((

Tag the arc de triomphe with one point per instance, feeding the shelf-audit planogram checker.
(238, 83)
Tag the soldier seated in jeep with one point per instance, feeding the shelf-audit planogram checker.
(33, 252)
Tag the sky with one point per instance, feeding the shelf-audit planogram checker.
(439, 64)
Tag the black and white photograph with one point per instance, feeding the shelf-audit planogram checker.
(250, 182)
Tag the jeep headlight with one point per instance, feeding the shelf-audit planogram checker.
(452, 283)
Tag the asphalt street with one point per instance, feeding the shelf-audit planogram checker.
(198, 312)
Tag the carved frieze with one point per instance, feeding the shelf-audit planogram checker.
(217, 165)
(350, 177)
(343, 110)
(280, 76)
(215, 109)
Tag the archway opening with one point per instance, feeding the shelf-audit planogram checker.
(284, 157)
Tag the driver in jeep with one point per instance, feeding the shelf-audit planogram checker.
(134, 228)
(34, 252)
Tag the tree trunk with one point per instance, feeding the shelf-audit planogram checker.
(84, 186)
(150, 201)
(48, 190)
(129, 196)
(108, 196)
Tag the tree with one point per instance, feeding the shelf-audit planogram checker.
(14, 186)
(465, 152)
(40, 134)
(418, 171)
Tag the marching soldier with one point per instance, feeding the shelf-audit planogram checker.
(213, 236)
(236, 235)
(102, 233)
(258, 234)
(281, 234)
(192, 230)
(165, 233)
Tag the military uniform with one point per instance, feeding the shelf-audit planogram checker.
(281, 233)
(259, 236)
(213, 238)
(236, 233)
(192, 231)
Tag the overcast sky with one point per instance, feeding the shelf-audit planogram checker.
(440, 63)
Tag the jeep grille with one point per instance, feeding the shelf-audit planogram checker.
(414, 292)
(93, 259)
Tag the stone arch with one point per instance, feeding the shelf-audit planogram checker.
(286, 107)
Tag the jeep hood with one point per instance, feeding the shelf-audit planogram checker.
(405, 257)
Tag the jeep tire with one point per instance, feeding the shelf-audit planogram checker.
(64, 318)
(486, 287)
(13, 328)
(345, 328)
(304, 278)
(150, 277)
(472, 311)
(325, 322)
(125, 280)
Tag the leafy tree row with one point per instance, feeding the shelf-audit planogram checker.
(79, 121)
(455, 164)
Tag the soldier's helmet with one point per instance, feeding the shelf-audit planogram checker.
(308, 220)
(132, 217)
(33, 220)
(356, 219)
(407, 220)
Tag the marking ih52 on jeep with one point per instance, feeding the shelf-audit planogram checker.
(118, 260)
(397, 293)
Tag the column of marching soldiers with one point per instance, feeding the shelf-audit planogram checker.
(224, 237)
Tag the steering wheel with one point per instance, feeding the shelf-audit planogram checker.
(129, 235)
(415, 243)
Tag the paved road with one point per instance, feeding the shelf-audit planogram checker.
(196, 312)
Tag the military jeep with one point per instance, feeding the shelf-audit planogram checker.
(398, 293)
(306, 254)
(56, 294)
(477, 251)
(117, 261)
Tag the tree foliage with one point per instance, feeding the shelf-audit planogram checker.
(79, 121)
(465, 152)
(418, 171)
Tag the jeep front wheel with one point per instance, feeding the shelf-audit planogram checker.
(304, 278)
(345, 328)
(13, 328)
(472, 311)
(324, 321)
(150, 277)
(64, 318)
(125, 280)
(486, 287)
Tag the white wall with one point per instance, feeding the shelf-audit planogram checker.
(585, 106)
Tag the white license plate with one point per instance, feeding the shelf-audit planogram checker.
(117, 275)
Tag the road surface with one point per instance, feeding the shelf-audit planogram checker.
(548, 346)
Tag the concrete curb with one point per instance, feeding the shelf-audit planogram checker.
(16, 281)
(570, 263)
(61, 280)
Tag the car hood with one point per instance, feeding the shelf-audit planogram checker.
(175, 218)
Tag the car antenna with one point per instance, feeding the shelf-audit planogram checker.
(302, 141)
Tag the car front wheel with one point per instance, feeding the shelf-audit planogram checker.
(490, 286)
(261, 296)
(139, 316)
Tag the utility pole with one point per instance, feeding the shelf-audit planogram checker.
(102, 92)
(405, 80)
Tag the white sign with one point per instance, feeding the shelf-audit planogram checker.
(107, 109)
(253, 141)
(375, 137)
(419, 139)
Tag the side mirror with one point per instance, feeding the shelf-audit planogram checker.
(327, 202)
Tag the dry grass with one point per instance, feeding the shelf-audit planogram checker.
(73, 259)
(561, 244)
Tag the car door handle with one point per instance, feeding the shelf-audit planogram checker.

))

WHAT THE EXERCISE ASKS
Retype every entry above, word for word.

REPLY TO THE TASK
Tag the arc de triomphe with one point per instance, feeding the shelf-audit planogram checker.
(238, 83)
Tag the soldier seated in jeep with one point per instance, feeding the shelf-audit planogram checker.
(33, 252)
Tag the sky with one point per instance, feeding the shelf-audit planogram checker.
(439, 64)
Tag the black and white photograph with one point per instance, feeding the shelf-audit planogram checker.
(250, 182)
Tag the jeep headlight with one point per instance, feeding the shelf-audit planogram checker.
(452, 283)
Tag the asphalt street with one point per instance, feeding the shelf-audit planogram checker.
(198, 312)
Tag the carved frieze with one point per instance, feeding the shelf-audit planogram checker.
(217, 165)
(350, 177)
(343, 110)
(280, 76)
(215, 109)
Tag the archway opening with one point per instance, feeding the shelf-audit planogram checker.
(284, 157)
Tag the driver in jeep with one point per instance, feeding the shelf-audit planogram checker.
(134, 228)
(34, 252)
Tag the tree trunk with one point per instance, feeding the shelf-audit planogram checker.
(84, 186)
(150, 201)
(48, 190)
(129, 196)
(108, 196)
Tag the tree with one point per instance, feeding the shelf-audit planogram checker.
(14, 186)
(465, 152)
(40, 134)
(418, 171)
Tag the marching soldier with one point per instance, feeding the shelf-audit planogram checker.
(213, 236)
(236, 235)
(102, 233)
(258, 234)
(281, 234)
(192, 230)
(165, 233)
Tag the military uniform with one point per instance, feeding the shelf-audit planogram checker.
(281, 233)
(259, 236)
(213, 238)
(236, 233)
(192, 231)
Tag the overcast sky with one point per instance, feeding the shelf-audit planogram checker.
(440, 63)
Tag the jeep grille with one point per instance, feeding the shelf-audit planogram checker.
(414, 292)
(93, 259)
Tag the stone arch with one point per instance, feeding the shelf-audit planogram checker.
(286, 107)
Tag the jeep hood with one point per instance, feeding the shelf-audit planogram checker.
(405, 257)
Tag the jeep tire with one point per instance, feeding the shelf-audit planogram checker.
(64, 318)
(486, 287)
(13, 328)
(345, 328)
(304, 278)
(150, 277)
(472, 311)
(325, 322)
(125, 280)
Tag the leafy tree row with one point per instance, feeding the shelf-audit planogram checker.
(79, 121)
(455, 164)
Tag the soldier's helmet with one point per instance, feeding the shelf-audit planogram checker.
(308, 220)
(132, 217)
(33, 220)
(356, 219)
(407, 220)
Tag the marking ih52 on jeep with one point per instance, feeding the shelf-audit planogram checker.
(118, 260)
(397, 293)
Tag the column of marching soldiers with one point per instance, feeding the shelf-audit planogram checker.
(224, 237)
Tag the steering wheel with one point per instance, feeding the shelf-audit planogram checker.
(129, 235)
(415, 243)
Tag the paved road with one point per instance, feeding the shelf-audit planogram checker.
(196, 312)
Tag the military jeep with one point per instance, feeding the shelf-audit planogram checker.
(398, 293)
(306, 254)
(56, 294)
(477, 251)
(117, 261)
Tag the tree foliage with one point per instance, feeding the shelf-audit planogram checker.
(79, 121)
(465, 152)
(418, 171)
Tag the jeep front wheel with one point per instance, feeding the shelf-audit planogram checker.
(304, 278)
(345, 328)
(13, 328)
(472, 311)
(324, 321)
(150, 277)
(64, 318)
(125, 280)
(486, 287)
Tag the white wall with one point per instance, feeding the shelf-audit planogram checker.
(585, 106)
Tag the white license plate with one point per instance, feeding the shelf-audit planogram checker.
(117, 275)
Tag the road surface with one point per instance, feeding the shelf-audit planogram checker.
(548, 346)
Tag the concrete curb with one point per instance, feeding the shelf-audit planogram checker.
(16, 281)
(570, 263)
(61, 280)
Tag the car hood with one point per instance, feeding the shelf-audit planogram checker.
(175, 218)
Tag the car antenna with one point per instance, feeding the shelf-audit planogram checker.
(302, 141)
Tag the car front wheel with one point per instance, feeding the shelf-audit planogram checker.
(490, 286)
(261, 296)
(139, 316)
Tag the utility pole with one point per instance, feeding the shelf-audit planogram checker.
(102, 92)
(405, 80)
Tag the white sign with one point per instance, feeding the shelf-audit planogram checker.
(107, 109)
(253, 141)
(375, 137)
(419, 139)
Tag the side mirror with one point per instance, feeding the shelf-audit planogram checker.
(327, 202)
Tag the dry grass with one point per instance, feeding the shelf-audit planogram checker.
(73, 259)
(561, 244)
Tag the car door handle with one point per instance, feeding the shelf-audit planogram checker.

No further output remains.